**Given exercise:** Please write out the material that follows, exactly as it stands.

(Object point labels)
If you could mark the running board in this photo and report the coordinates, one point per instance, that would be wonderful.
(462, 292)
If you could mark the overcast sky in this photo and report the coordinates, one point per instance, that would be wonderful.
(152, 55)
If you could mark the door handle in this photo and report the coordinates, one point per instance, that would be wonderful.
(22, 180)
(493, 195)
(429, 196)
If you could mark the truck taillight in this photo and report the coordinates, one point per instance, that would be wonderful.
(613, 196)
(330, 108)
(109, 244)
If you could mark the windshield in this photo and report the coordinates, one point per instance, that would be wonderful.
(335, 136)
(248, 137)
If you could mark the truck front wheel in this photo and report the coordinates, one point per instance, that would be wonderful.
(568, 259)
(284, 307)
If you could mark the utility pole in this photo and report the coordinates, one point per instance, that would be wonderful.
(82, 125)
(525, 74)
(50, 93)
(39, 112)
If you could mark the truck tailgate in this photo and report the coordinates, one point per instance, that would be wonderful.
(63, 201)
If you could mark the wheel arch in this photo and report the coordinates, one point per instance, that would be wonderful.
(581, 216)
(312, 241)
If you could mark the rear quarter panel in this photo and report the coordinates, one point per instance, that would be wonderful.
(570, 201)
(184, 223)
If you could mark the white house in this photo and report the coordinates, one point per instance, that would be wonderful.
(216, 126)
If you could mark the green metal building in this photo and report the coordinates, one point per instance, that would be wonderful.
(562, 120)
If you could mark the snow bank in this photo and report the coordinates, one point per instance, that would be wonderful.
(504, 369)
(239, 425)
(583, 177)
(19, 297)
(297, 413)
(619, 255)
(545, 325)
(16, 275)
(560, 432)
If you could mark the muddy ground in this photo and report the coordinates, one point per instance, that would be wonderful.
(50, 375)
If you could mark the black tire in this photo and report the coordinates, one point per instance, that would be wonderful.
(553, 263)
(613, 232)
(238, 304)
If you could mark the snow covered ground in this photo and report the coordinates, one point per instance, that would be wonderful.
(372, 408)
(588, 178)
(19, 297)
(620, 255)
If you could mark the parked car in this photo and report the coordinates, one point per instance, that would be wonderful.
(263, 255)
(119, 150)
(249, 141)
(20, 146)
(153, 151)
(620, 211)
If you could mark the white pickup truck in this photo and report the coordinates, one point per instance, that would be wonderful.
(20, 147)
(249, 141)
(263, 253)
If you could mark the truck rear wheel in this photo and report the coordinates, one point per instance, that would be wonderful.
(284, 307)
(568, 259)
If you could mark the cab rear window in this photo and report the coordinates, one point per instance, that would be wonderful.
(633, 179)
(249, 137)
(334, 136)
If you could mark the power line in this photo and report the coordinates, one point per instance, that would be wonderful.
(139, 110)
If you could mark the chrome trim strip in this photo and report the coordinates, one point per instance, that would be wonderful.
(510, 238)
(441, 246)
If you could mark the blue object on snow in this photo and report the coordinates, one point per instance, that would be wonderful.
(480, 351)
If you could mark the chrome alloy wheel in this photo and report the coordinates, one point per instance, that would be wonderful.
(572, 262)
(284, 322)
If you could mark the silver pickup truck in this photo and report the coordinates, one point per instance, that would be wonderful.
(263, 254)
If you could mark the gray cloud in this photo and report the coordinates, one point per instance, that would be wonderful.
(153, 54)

**Expected answer:**
If you could mark the running board in this photo and report the coordinates, one point per instance, that would be wonderful.
(462, 292)
If you could mark the overcast sky in this photo and report the coordinates, one point per instance, that would be wonderful.
(152, 55)
If you could mark the door handle in this photo and report the coordinates, one point per instance, that would be wonderful.
(22, 180)
(493, 195)
(429, 196)
If you could mark the truck taillight in this photo and report the coordinates, one point per instance, that would be wonderful.
(613, 196)
(330, 108)
(109, 244)
If you could mark the windshield in this photo and report the coordinates, one point per instance, that would be wonderful.
(335, 136)
(248, 137)
If you could mark the truck front wheel in this photo and report the coordinates, one point per instance, that would be wonderful.
(568, 259)
(284, 307)
If you could mark the utility pole in this photo and report the coordinates, one point per instance, that would be wonderful.
(82, 125)
(525, 74)
(50, 93)
(39, 112)
If you could mark the truck tailgate in this photo and report the coordinates, one point per instance, that would be wonderful.
(63, 201)
If you could mark the wheel arch in this photo and report the coordinates, one point per instance, that would be wonderful.
(581, 216)
(312, 241)
If you could mark the rear quarter panel in this photo and report the coordinates, one point per instance, that would be wonderful.
(570, 201)
(184, 223)
If you could mark the white house in this photo and report the coordinates, one point per instance, that would be wonderful.
(216, 126)
If you could mark the green metal building in this photo and report the coordinates, one point per instance, that would be wonderful.
(562, 120)
If you could mark the snow bank in this photo and report the coordinates, one point per instance, that would be wonderful.
(504, 369)
(239, 425)
(583, 177)
(19, 297)
(297, 413)
(619, 255)
(545, 325)
(16, 275)
(560, 432)
If you could mark the muddy ground in this photo and report the coordinates, one point per instance, that would be wonderful.
(50, 375)
If you could mark the black tire in this photo and report the coordinates, one point per instance, that would be wonderful.
(553, 263)
(613, 232)
(238, 304)
If you could mark the snow covered ground in this photo and report the coordinates, one point per instance, that would be wonderful.
(372, 408)
(588, 178)
(19, 297)
(620, 255)
If you could mark the parked car in this photo and report the coordinates, one point per instance, that would be wonderful.
(263, 255)
(119, 150)
(249, 141)
(20, 146)
(153, 151)
(620, 211)
If you could mark the white pickup truck in this photo and report the coordinates, one point per instance, that would be wonderful.
(20, 147)
(249, 141)
(263, 253)
If you could mark the truck rear wheel in this photo and report the coordinates, one point per instance, that would be wonderful.
(284, 307)
(568, 259)
If you could mark the cab rear window in this photo and report the coordinates, one point per instance, that would be wonderful.
(633, 179)
(249, 137)
(334, 136)
If you could mark the power line in this photo and report the coordinates, one point per instance, that would be wonderful.
(139, 110)
If you could mark the chrome trim strip in this photo and report the coordinates, one point per instance, that would be wonderful.
(510, 238)
(441, 246)
If you could mark the blue object on snow in this photo and report the coordinates, one point per instance, that would be wonderful.
(480, 351)
If you could mark the chrome alloy wheel in this photo and report the coordinates, one point per instance, that would be wonderful.
(572, 262)
(284, 322)
If you could mark the silver pickup truck in this photo and report the coordinates, one point per instance, that would be wonderful.
(263, 254)
If you could mark the gray cloud in this photo and report the coordinates, one point per instance, that would be wonderful.
(153, 54)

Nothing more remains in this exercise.